## Document extract

___

"This is a good way to start a tournament," Singh said.
Singh played the event all but once from 1996-2002. He was scheduled to return in '03, then withdrew after making comments critical of the decision to allow a woman into the field. The gallery mocked his absence that week (his name on the side of chicken hats, T-shirts that read, "Singh a different tune, Vijay"), but folks seemed to have forgiven and forgotten on Thursday.
He heard cheers when he birdied five straight holes in the middle of his round and people groaned along with him when he hit the flagstick on his 15th hole. The good vibe likely was aided by his pairing with Kenny Perry, a two-time champion, and Brian Gay, who was born in Fort Worth and considers this his favorite course.
Singh described the support from the gallery as "no more than I had last week."
"I haven't been playing well so they've been very quiet," he said, laughing. "Maybe they're going to start making noise here soon."
Singh and Perry walked off their final green leading the field. It didn't last, though, because Austin came in at 63 soon after, then Clark followed. All left for lunch expecting more low scores to come in because of the light winds and soft greens, but Stricker was the only player from the afternoon groups to join them.
"If the wind blows, that is what is going to dictate the scoring here," Stricker said. "But if it continues to be soft, I think the scoring is going to continue to be good."
Rory Sabbatini shot a 71 to open his bid to sweep the Dallas and Forth Worth events, something only done by Ben Hogan in 1946. Sabbatini is the 2007 champion of this event and the most recent winner because '08 champ Phil Mickelson is on indefinite leave to help his wife, Amy, who recently was diagnosed with breast cancer.
Paul Casey, playing his first tournament since moving up to No. 3 in the world rankings, opened with a 66. He won the BMW PGA Championship on Sunday at Wentworth in England for his third victory of the season.
Ian Baker-Finch, celebrating the 20-year anniversary of his Colonial victory, shot a 68 in his second competitive start in 12 years. The 48-year-old Australian, a television commentator for the last decade, hadn't played tournament golf in eight years since shooting 74-77 at Colonial to miss the cut.
Singh opened slowly, mixing one birdie with five pars. Then came a run of five straight birdies.
"I thought, `Man, he's going to shoot 59,'" Perry said.
Singh narrowly missed several more birdie putts, often settling for tap-in pars. That includes the 15th, which might've been a tap-in birdie the way it was coming in.

___

## Things to do
(1) Reproduce the golf tournament article from "Paul Casey, playing" up to and including "miss the cut.".
(2) In the golf tournament article, what score did Paul Casey open with?
(3) Resume the golf tournament article after its final sentence.

___

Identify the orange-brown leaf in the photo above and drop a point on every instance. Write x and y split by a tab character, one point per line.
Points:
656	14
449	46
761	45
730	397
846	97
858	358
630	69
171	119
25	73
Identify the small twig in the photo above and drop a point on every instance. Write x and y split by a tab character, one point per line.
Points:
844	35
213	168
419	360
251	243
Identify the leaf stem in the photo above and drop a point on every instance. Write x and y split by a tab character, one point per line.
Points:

___

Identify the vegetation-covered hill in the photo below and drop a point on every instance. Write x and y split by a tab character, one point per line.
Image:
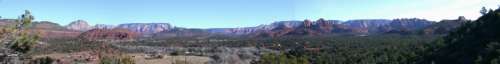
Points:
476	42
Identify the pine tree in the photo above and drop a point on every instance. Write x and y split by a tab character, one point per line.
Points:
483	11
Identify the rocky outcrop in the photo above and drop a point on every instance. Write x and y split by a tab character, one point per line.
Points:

___

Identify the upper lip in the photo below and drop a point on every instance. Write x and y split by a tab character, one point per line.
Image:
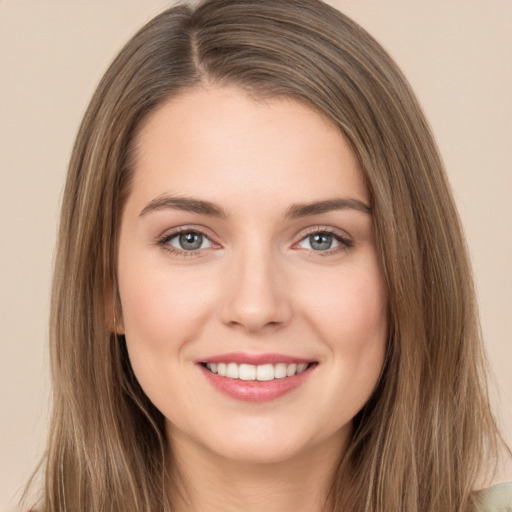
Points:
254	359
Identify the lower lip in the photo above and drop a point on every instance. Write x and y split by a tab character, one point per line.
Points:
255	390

___

## Responses per task
(1)
Paul Casey, playing his first tournament since moving up to No. 3 in the world rankings, opened with a 66. He won the BMW PGA Championship on Sunday at Wentworth in England for his third victory of the season.
Ian Baker-Finch, celebrating the 20-year anniversary of his Colonial victory, shot a 68 in his second competitive start in 12 years. The 48-year-old Australian, a television commentator for the last decade, hadn't played tournament golf in eight years since shooting 74-77 at Colonial to miss the cut.

(2) 66

(3)
Perry tied him at 6 under with a birdie on their 17th hole, but Singh followed with a birdie putt from the fringe to reach 7 under. Then came his lone poor hole, the finale. Singh put his drive in a bunker, then his approach into a pond. After making his bogey putt, he flipped his replacement ball into the pond, too.
It was still his lowest round on the PGA Tour this year, and the fifth time in six tries that he's been in the 60s after doing so only twice in his first 28 rounds.
"I'm pretty pleased with what I did," Singh said.
Singh has made the cut in five of his six tries at the course known as "Hogan's Alley," finishing 11th twice and 12th in his most recent appearance. He's blamed his long absence on conflicts with his European tour schedule.
"I like the golf course," he said. "The redo is really good. ... The layout is one of the best."
Perry loves everything about this place. The Kentucky native proudly calls it "my home course" because of how comfortable he feels here.
But Perry went out with a different game plan Thursday. He wasn't as aggressive as usual to avoid some of the pitfalls added since last year's tournament. The strategy paid off as he didn't make a single bogey.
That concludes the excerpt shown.